Document extract:
** Start **

The Shipping Container Disruption Helped End Famines (The Pattern of Disruption, Part 6)
By Bradd Libby
The basics of life — energy, minerals, water, food — are not evenly distributed around the world, so peace and prosperity depend strongly on the ability to move goods and people quickly and cheaply. That’s how a seemingly obscure technology revolution starting in the mid-1950s created the foundations for the international trade on which the modern economy depends today — in the process dramatically reducing the risk of famines.
With the world on the brink of another global food crisis, this is a story with crucial lessons for our times — which should prompt us to ask: how can we leverage technological capabilities today to continue to ensure distributed access to the world’s most important food commodities?
Our story takes off in April 1956 at Port Newark, New Jersey, where forty-two-year-old entrepreneur Malcom McLean loaded fifty-eight giant, steel shipping containers onboard a modified tanker ship, the Ideal-X, and then that ship set sail for Texas.
Before then, ships had been loaded and unloaded the same way for thousands of years, literally since the time of the Phoenicians, with crews of men carrying boxes and bags and jugs onboard or off. But little did McLean know that his seemingly simple innovation was about to change the world.

** End **

Short task:
Go on with the article about how the shipping container helped end famines, starting after its last sentence. The lines that follow come from a separate source.

Stored data:
** Start **

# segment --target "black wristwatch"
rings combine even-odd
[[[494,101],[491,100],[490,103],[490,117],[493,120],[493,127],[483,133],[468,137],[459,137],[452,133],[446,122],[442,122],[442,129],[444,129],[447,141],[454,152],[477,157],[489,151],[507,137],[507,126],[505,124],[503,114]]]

** End **

Answer for this exercise:
At the time of that first voyage, McLean was not a maritime shipping industry expert. In fact, he was, in the words of Marc Levinson — author of The Box: How the Shipping Container Made the World Smaller and the World Economy Bigger — “an outsider who had no experience with ships”. This is part of the ‘pattern of disruption’ we have identified from studying dozens of examples — it is usually outsiders (in this case, a trucking executive) who precipitate technology revolutions in other industries (like maritime shipping).
McLean’s expertise was in trucking. After graduating high school in 1931, McLean bought a used truck. By 1954, according to Levinson, McLean Trucking “had become one of the largest trucking companies in America”.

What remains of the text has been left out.